*** DATA FOR ANALYSIS Section Begins ***

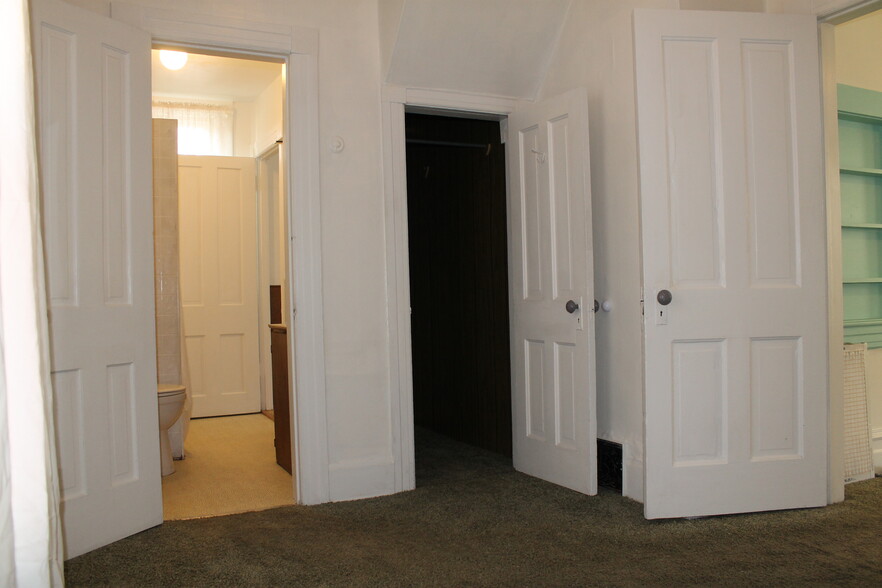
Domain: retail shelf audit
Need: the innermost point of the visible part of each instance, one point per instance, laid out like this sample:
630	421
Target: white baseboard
354	479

*** DATA FOR ANALYSIS Section Ends ***

◆ **WHAT IS EXPECTED**: Your copy should hold each line above exactly and no pictures at all.

◆ **RESPONSE BELOW**:
Domain: retail shelf audit
Need: the innermost point of the visible part of each instance, one point per instance, laid out like this sample:
630	421
Target: white baseboard
354	479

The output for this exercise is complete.